• [Document section]:
#!/usr/bin/env python3
# Copyright (c) Facebook, Inc. and its affiliates.
#
# This source code is licensed under the MIT license found in the
# LICENSE file in the root directory of this source tree.

"""
Helper script to pre-compute embeddings for a wav2letter++ dataset
"""

import argparse
import os


def main():
    parser = argparse.ArgumentParser()
    parser.add_argument("tsv")
    parser.add_argument("--output-dir", required=True)
    parser.add_argument("--output-name", required=True)
    args = parser.parse_args()

    os.makedirs(args.output_dir, exist_ok=True)

    transcriptions = {}

    with open(args.tsv, "r") as tsv, open(
        os.path.join(args.output_dir, args.output_name + ".ltr"), "w"
    ) as ltr_out, open(
        os.path.join(args.output_dir, args.output_name + ".wrd"), "w"
    ) as wrd_out:
        root = next(tsv).strip()
        for line in tsv:
            line = line.strip() # '374/180298/374-180298-0037.flac'
            dir = os.path.dirname(line)
            if dir not in transcriptions:
                parts = dir.split(os.path.sep) # ['374', '180298'] 
                trans_path = f"{parts[-2]}-{parts[-1]}.trans.txt" # 374-180298.trans.txt
                path = os.path.join(root, dir, trans_path) # /nasdata/audio_data/ASR/librispeech/LibriSpeech/train-clean-100/374/180298/374-180298.trans.txt
                assert os.path.exists(path)

• [Task description]: Which two file extensions does the wav2letter++ helper script give the output files it writes?

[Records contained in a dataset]
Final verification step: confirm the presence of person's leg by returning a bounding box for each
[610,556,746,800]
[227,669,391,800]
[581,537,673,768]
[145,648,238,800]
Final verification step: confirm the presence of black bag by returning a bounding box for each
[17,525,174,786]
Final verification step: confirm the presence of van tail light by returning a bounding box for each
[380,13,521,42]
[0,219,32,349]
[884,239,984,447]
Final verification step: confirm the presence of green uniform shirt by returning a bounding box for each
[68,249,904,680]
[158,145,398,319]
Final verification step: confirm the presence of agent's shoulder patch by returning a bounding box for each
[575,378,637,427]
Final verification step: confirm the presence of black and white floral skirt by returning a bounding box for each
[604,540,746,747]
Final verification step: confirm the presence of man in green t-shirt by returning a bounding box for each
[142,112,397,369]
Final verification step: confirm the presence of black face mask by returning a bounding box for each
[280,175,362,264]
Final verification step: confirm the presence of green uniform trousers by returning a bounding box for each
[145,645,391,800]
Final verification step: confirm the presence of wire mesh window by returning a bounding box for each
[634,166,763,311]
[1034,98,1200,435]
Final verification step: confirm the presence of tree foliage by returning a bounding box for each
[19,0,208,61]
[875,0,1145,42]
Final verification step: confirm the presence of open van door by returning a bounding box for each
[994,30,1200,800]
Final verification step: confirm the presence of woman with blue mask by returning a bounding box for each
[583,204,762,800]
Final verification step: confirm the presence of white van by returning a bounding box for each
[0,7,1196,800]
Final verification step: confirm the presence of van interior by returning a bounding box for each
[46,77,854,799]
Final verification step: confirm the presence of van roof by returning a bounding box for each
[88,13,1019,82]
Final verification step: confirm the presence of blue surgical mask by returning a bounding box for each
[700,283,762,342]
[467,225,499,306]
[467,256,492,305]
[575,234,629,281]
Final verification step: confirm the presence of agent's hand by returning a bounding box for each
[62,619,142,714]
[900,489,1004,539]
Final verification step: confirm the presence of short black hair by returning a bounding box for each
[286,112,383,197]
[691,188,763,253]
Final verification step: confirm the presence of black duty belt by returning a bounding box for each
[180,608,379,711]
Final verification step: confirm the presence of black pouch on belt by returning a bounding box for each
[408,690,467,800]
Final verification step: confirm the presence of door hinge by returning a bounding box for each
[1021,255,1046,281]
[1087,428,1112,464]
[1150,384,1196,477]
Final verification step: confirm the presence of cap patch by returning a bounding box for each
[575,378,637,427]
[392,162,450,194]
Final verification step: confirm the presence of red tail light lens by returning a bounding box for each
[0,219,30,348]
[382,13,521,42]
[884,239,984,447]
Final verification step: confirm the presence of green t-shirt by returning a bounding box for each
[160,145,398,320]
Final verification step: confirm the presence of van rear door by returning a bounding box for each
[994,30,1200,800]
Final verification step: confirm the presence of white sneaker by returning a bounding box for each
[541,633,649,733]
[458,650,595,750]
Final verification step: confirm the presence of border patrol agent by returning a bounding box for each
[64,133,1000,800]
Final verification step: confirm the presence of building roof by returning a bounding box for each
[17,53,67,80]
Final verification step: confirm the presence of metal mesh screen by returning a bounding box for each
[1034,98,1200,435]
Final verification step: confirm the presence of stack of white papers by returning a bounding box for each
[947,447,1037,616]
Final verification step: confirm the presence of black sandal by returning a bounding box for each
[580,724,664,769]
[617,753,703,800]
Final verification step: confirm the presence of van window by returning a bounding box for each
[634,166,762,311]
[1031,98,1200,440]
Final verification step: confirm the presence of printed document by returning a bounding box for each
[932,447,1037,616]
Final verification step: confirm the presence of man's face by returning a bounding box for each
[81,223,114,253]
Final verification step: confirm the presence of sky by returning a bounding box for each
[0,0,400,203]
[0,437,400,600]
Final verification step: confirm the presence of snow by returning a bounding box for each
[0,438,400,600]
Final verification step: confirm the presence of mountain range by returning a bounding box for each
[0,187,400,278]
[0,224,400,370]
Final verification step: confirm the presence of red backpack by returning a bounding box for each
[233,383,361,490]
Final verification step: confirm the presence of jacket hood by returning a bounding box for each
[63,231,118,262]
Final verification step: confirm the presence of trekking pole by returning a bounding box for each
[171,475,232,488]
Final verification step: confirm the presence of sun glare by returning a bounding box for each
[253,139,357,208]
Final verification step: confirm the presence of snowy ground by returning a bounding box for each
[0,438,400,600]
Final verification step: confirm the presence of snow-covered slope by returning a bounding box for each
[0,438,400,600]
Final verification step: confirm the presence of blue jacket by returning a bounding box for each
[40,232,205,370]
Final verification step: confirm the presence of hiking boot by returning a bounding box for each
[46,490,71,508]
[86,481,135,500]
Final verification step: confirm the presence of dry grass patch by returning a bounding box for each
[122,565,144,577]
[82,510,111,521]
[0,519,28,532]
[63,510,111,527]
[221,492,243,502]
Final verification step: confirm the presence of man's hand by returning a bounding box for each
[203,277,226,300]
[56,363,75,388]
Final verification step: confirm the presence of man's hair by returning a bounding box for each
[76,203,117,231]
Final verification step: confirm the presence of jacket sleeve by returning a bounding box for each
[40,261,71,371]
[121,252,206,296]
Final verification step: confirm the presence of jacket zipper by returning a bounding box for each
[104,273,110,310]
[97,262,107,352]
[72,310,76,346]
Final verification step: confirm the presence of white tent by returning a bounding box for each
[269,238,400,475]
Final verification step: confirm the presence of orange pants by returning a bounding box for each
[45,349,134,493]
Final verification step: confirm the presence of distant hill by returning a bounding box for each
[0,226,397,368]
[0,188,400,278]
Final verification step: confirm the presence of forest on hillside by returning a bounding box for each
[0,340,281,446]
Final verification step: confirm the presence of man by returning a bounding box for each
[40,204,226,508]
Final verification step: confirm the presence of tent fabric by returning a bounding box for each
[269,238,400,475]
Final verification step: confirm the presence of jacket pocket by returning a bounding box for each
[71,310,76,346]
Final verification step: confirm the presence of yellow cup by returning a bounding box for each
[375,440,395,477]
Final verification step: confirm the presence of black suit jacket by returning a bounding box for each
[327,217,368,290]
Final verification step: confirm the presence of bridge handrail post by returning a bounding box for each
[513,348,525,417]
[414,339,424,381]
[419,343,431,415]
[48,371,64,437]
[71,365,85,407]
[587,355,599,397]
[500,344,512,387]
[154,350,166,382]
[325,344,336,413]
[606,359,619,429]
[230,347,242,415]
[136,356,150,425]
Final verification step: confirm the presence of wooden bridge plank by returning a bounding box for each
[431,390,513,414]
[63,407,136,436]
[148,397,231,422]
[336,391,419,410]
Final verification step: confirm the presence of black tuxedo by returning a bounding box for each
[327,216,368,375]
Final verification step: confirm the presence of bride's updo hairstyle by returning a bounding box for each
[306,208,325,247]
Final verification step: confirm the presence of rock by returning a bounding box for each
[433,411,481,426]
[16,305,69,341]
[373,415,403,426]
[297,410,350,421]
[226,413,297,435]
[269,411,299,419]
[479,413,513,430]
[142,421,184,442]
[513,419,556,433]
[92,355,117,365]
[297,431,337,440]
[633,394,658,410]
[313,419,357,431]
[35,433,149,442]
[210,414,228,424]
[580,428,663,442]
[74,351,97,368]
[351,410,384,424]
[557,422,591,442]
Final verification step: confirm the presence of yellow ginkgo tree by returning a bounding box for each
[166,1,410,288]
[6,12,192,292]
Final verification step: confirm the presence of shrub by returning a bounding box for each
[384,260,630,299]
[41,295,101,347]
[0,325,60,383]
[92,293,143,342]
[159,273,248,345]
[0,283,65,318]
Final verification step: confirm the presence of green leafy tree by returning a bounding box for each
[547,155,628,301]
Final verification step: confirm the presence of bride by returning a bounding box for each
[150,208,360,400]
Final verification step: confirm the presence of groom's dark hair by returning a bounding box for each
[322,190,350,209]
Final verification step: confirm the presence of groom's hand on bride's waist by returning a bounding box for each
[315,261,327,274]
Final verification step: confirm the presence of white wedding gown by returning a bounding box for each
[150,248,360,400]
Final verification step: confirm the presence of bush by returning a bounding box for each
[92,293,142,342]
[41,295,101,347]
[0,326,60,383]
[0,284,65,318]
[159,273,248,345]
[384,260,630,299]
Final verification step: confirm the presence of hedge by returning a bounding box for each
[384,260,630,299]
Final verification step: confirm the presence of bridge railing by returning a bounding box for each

• [Solution below]: .ltr and .wrd